*Text provided*:

= = = =

Given three elements X, Y and Z to be connected across an ac source. With only X connected across the ac source, voltage and current are found to be in the same phase. With only element Y in the circuit, the voltage lags behind the current in phase by \frac{\pi }{2},while with the element Z in the circuit, the voltage leads the current in phase by \frac{\pi }{2},

(a) Identify the elements X, Y and Z.

(b) When all these elements are connected in series across the same source,

(i) determine the power factor, and

(ii) find out the condition when the circuit is in resonant state.

 

 
 
 
 
 

Answers (1)

(a) These elements are resistor, Capacitor and inductor,

  • When X connected across ac source, voltage and current are found to be in the same phase, which means X is a resistor.

= = = =

*Recorded information*:
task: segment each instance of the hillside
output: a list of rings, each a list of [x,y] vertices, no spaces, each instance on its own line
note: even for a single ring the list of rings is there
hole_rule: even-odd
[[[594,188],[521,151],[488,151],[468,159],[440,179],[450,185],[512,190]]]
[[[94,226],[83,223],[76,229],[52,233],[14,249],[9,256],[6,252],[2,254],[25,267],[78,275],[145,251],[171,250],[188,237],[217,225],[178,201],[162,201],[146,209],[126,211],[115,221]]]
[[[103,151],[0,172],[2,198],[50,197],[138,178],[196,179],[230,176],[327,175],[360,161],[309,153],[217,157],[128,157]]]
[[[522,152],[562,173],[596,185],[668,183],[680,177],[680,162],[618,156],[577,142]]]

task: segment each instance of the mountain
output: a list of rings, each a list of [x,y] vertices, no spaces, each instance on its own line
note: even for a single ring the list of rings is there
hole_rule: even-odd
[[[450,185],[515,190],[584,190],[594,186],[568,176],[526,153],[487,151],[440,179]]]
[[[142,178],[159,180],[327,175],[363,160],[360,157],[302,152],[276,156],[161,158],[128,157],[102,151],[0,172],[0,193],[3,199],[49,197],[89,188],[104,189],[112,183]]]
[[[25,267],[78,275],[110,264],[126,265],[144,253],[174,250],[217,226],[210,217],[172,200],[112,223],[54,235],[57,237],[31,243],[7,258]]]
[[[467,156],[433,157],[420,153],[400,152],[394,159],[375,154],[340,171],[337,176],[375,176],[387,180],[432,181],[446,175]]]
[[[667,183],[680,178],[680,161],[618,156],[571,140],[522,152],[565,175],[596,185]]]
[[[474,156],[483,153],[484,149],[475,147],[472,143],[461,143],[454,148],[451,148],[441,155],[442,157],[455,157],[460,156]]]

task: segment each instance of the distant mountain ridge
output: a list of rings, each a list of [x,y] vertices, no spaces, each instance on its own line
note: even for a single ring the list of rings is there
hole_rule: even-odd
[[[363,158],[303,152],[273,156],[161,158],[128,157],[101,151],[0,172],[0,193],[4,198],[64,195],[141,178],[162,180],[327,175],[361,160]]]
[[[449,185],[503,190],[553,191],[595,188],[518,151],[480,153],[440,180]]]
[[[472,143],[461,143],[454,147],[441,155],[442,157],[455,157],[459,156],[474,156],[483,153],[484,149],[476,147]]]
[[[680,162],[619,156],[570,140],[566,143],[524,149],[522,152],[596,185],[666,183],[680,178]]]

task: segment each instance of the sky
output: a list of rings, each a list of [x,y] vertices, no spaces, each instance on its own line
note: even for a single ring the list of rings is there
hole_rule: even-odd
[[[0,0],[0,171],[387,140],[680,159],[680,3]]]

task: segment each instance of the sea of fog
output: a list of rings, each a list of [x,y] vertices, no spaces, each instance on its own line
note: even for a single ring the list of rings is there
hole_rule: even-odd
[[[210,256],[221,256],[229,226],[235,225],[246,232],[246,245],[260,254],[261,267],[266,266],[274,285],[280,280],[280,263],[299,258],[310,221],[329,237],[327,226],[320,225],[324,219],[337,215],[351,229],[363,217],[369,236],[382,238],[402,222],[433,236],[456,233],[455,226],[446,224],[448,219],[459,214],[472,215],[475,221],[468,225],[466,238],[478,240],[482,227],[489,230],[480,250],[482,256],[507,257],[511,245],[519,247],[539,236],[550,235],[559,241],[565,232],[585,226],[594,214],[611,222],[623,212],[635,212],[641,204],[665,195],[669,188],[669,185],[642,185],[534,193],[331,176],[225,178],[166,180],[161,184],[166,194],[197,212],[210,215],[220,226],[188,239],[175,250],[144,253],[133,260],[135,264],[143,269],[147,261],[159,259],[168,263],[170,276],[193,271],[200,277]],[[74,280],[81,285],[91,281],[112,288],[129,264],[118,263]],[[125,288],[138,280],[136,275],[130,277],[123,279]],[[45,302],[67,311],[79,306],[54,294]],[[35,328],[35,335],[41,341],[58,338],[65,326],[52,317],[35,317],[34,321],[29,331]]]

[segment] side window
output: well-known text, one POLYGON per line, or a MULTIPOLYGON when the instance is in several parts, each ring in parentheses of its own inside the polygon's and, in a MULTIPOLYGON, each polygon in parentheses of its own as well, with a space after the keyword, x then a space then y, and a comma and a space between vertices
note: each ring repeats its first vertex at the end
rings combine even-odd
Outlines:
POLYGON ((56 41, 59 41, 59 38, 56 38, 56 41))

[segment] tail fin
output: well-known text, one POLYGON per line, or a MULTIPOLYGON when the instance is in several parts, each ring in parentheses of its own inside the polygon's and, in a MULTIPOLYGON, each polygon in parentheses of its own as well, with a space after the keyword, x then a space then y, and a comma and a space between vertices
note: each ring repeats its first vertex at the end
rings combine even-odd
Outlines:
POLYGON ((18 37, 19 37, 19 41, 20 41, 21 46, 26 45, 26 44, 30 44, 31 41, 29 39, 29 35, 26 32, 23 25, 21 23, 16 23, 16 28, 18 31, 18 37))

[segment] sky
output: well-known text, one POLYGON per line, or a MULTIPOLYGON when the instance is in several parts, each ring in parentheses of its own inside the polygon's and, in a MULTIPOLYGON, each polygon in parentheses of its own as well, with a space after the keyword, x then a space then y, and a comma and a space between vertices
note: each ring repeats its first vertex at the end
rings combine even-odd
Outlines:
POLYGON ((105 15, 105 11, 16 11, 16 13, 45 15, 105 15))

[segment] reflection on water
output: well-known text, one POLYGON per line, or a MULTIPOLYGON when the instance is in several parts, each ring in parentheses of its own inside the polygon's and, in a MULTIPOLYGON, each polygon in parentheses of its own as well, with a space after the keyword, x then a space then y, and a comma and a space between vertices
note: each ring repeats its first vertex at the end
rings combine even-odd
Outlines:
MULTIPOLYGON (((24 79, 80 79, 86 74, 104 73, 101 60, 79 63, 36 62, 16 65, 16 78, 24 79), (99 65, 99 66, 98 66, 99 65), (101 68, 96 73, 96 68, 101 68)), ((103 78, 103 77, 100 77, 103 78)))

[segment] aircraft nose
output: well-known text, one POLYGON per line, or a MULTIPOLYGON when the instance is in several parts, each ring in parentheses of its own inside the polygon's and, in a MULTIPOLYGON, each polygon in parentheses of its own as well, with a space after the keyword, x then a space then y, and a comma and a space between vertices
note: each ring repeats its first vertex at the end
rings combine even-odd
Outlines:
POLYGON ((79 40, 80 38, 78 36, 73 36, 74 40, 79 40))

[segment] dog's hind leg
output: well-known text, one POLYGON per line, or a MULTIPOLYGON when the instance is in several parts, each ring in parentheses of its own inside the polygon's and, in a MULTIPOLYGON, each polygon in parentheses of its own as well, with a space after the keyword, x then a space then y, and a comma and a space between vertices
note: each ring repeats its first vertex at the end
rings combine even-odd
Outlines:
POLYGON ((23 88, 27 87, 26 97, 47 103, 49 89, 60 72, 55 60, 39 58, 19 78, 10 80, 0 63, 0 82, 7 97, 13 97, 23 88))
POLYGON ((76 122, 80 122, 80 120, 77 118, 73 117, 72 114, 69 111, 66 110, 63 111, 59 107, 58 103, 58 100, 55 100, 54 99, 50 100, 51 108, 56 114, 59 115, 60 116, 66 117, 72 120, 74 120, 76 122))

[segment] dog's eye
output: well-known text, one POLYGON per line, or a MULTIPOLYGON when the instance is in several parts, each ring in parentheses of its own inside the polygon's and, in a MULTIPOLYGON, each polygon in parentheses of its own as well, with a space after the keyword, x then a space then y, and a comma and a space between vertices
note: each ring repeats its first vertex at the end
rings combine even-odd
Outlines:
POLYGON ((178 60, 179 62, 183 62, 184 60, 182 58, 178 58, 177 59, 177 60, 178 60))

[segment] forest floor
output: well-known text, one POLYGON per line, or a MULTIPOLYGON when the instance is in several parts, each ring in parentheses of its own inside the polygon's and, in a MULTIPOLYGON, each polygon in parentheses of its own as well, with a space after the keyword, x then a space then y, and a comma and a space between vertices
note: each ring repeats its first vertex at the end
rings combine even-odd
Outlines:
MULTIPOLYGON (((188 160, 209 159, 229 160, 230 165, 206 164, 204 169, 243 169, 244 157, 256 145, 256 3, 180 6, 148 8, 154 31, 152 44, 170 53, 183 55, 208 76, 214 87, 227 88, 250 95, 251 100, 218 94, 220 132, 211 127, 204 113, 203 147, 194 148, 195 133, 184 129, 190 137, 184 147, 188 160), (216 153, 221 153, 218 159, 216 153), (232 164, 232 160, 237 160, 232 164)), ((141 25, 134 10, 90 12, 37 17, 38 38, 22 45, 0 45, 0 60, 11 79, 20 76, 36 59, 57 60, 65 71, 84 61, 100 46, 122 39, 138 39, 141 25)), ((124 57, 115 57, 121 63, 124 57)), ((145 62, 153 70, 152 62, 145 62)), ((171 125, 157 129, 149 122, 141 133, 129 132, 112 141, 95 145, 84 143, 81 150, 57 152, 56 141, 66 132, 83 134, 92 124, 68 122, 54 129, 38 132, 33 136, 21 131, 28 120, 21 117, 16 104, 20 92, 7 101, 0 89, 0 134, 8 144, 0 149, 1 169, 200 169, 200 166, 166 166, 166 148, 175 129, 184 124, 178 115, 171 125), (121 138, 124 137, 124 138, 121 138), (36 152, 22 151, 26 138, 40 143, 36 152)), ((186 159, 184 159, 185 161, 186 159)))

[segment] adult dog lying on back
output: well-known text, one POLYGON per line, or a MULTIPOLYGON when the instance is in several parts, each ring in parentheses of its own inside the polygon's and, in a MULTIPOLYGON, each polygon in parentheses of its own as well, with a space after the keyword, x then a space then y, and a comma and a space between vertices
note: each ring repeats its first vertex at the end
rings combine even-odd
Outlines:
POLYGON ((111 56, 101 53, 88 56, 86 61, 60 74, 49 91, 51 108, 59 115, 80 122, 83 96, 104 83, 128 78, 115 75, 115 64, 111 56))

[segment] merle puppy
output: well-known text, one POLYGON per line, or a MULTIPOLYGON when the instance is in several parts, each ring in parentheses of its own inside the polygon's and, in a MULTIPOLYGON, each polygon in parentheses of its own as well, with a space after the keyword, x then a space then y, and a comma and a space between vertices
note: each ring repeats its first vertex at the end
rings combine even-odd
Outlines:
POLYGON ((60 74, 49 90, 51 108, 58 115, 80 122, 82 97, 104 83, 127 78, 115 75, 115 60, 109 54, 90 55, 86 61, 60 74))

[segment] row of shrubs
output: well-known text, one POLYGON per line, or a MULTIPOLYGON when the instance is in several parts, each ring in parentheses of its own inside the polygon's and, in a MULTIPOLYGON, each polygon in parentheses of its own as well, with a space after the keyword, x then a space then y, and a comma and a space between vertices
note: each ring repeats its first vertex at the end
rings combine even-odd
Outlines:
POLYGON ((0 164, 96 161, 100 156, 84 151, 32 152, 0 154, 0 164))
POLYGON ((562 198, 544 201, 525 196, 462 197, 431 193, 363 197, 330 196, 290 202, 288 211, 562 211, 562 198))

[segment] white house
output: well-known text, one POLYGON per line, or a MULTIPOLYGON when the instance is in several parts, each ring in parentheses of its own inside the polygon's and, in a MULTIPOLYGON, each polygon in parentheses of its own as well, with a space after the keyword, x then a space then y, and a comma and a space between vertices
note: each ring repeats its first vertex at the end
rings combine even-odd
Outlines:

= = = =

*What needs to be done*: Continue the text on the three AC circuit elements X, Y and Z from its last sentence.

*The response*:
  • When Y connected across Ac source, Voltage lag behind current by \frac{\pi }{2}, which means Y is capacitor.
  • When Z connected across Ac source, Voltage leads the current by an angle \frac{\pi }{2}, which means Z is an inductor.

So,         X= Resistor

              Y= Capacitor

             Z = Inductor

(b)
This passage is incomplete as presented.